PASSAGE TO READ
_____
I’ve never been a fan of horseback riding or racing, both of which seem cruel to me. I’m willing to justify it in an old west setting, when there were no other means of transportation, but that era has long past.

I’m especially revolted when I see horses clip-clopping along city streets to take tourists on a carriage ride. Why anyone would want to sit there and look at the rear end of a horse for an extended period is beyond me. But worse is thinking about the horse walking on the unforgiving pavement, not exactly its natural habitat. It can’t be any more comfortable for them than it would be for a human being forced to walk on warm, sticking-to-your-shoes, not-yet-hardened asphalt all the time. The whole idea is inhumane.

Nonetheless, I decided to put my feelings aside to watch “Concrete Cowboy,” a new Netflix movie about Cole (Caleb McLaughlin), a rebellious teen from Detroit who is sent by his fed-up mother to go live in Philadelphia with his father, Harp (Idris Elba). When he arrives, Cole discovers that Harp is part of a community of urban cowboys — and not the kind portrayed by John Travolta four decades ago. This is the Fletcher Street Urban Riding Club, a group of Black men and women who keep horses in stables in a lower-class part of the city. They care for the horses, take them out to graze in a nearby park, and occasionally ride them. The club has a long history in the north end of Philadelphia, where there used to be several similar organizations with their own stables.

At first repulsed by being forced to shovel horse dung out of stalls and having to share Harp’s house with a horse named Boo, Cole eventually comes to respect the animals and the people who oversee them. However, he also gets mixed up in some shady business with Smush (Jharrel Jerome), a drug-dealing old friend he falls back in with despite his father’s disapproval. If you don’t know how that situation is going to end up, you just haven’t seen enough movies.

The worst thing about “Concrete Cowboy” is that it doesn’t have nearly enough Idris Elba or Lorraine Toussaint (she co-stars as a neighbor who’s a longtime member of the riding club). When those two names are attached to a project, my hopes are raised because they always give very good performances. But director/co-writer Ricky Staub underutilizes them to the point where long stretches pass with neither of them anywhere in sight.
_____
INFORMATION PROVIDED
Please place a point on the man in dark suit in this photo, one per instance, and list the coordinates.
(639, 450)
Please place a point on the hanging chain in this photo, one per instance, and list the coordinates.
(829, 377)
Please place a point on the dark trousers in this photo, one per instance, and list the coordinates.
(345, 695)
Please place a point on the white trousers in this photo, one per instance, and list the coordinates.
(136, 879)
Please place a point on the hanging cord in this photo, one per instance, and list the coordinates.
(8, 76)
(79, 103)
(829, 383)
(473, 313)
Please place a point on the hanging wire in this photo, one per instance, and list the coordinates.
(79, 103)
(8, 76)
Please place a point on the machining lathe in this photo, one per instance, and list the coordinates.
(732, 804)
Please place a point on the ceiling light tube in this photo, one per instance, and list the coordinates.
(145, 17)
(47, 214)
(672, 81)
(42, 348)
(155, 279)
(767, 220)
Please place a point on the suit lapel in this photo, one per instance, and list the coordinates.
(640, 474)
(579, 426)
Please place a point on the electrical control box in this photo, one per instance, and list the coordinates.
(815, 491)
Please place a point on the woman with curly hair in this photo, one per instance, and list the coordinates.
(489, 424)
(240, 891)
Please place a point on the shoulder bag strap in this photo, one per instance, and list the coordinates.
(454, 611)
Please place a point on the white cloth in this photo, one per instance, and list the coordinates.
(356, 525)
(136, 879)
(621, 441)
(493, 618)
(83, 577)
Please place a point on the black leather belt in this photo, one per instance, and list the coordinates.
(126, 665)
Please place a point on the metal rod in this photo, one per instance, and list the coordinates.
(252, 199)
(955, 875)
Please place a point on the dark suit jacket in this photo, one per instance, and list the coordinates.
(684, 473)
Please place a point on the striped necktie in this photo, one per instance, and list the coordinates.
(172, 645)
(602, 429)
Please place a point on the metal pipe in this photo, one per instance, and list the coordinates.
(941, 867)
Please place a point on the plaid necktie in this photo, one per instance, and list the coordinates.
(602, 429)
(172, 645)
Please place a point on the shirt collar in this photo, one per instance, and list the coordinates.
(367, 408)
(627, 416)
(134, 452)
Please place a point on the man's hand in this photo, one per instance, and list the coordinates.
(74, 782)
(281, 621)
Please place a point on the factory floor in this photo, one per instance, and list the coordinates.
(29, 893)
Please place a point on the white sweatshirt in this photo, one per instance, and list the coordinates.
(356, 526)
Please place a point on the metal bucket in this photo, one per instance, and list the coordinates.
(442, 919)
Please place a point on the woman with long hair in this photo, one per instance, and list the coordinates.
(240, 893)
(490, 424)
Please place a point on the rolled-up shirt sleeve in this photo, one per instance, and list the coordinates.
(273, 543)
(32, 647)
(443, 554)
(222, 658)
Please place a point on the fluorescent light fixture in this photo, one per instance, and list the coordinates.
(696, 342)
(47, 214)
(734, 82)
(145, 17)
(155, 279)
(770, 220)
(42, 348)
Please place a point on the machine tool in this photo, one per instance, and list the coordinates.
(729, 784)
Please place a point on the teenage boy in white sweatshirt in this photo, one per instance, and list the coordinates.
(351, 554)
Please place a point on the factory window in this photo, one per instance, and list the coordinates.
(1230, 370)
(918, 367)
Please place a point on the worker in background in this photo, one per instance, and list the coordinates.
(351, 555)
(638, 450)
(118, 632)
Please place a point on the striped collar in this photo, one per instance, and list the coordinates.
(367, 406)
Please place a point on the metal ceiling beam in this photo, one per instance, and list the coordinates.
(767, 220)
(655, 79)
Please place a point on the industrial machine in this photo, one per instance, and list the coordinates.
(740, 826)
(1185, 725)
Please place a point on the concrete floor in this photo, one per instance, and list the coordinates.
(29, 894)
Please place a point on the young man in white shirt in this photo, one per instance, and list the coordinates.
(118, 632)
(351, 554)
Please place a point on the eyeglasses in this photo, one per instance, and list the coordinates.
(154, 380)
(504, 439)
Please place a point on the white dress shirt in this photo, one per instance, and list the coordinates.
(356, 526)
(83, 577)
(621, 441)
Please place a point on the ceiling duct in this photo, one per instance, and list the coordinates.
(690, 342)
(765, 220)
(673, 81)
_____
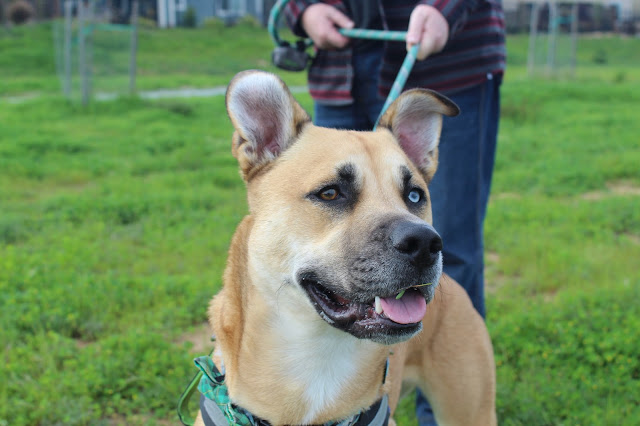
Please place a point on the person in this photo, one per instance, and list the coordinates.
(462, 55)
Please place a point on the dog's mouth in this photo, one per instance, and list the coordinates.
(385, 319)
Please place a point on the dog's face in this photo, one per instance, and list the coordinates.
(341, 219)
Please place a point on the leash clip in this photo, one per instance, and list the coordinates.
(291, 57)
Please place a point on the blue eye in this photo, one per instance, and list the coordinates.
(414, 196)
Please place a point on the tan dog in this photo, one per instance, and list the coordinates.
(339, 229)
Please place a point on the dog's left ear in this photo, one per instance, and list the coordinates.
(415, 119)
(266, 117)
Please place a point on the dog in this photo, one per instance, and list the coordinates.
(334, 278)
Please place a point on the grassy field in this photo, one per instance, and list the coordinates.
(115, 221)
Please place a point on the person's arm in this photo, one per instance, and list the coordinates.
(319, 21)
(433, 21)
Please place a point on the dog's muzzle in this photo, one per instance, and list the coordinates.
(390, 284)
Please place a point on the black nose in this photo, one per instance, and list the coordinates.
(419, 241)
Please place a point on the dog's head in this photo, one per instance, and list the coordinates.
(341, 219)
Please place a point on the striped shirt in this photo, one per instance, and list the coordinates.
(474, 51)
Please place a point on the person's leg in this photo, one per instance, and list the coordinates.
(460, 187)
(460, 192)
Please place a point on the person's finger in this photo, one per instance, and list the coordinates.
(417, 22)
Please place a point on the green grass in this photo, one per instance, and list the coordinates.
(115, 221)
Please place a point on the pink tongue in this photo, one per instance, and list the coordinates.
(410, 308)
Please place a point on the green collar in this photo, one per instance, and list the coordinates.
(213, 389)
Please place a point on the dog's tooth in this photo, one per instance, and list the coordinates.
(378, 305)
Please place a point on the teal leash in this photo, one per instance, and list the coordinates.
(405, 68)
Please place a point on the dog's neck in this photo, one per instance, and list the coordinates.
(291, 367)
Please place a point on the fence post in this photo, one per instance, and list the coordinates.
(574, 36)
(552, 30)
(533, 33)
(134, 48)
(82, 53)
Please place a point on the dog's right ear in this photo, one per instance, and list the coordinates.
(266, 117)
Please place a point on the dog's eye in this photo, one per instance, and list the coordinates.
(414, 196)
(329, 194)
_____
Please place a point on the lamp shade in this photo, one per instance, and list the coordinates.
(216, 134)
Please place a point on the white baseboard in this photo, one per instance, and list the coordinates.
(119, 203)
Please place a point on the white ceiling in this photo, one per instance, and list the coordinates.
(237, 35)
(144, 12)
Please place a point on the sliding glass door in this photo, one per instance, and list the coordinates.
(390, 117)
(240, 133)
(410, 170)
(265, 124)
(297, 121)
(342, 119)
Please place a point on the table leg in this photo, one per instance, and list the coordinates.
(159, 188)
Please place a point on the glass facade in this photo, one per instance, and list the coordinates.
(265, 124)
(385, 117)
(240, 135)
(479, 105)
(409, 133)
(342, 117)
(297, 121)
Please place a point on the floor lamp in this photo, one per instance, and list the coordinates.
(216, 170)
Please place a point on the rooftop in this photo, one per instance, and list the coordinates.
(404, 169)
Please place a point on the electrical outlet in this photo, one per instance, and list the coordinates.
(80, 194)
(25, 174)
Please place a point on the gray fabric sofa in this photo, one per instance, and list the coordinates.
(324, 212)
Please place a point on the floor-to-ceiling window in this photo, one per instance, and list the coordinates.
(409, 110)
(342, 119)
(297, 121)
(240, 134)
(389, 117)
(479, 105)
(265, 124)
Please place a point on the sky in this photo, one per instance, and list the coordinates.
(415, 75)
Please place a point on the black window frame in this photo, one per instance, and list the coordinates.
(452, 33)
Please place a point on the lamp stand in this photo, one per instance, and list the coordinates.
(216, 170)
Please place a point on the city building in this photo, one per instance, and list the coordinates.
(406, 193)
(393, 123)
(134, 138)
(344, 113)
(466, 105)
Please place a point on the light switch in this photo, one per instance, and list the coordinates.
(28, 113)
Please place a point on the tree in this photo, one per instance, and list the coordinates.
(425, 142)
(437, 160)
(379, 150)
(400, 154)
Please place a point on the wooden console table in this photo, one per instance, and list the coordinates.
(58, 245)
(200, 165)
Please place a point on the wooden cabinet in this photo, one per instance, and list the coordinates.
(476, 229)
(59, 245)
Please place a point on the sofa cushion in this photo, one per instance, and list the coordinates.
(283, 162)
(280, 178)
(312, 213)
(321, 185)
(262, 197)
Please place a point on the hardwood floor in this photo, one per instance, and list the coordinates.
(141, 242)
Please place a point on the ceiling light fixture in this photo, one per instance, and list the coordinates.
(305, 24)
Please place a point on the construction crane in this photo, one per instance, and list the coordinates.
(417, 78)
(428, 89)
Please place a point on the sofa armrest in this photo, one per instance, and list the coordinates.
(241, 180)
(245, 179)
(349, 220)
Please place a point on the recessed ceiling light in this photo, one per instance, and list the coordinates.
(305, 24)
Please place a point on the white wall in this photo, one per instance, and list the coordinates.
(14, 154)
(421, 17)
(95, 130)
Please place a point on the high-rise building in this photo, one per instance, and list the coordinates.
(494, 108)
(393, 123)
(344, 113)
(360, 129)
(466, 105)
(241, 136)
_____
TASKS TO COMPLETE
(a) In the review of "Concrete Cowboy," what is the name of the horse Cole has to share Harp's house with?
(b) List every actor the review of "Concrete Cowboy" names as part of the film's cast.
(c) Reproduce the review of "Concrete Cowboy" word for word, starting at the words "I’ve never been" and ending after the words "has long past.".

EXPECTED OUTPUTS
(a) Boo

(b) Caleb McLaughlin, Idris Elba, Jharrel Jerome, Lorraine Toussaint

(c)
I’ve never been a fan of horseback riding or racing, both of which seem cruel to me. I’m willing to justify it in an old west setting, when there were no other means of transportation, but that era has long past.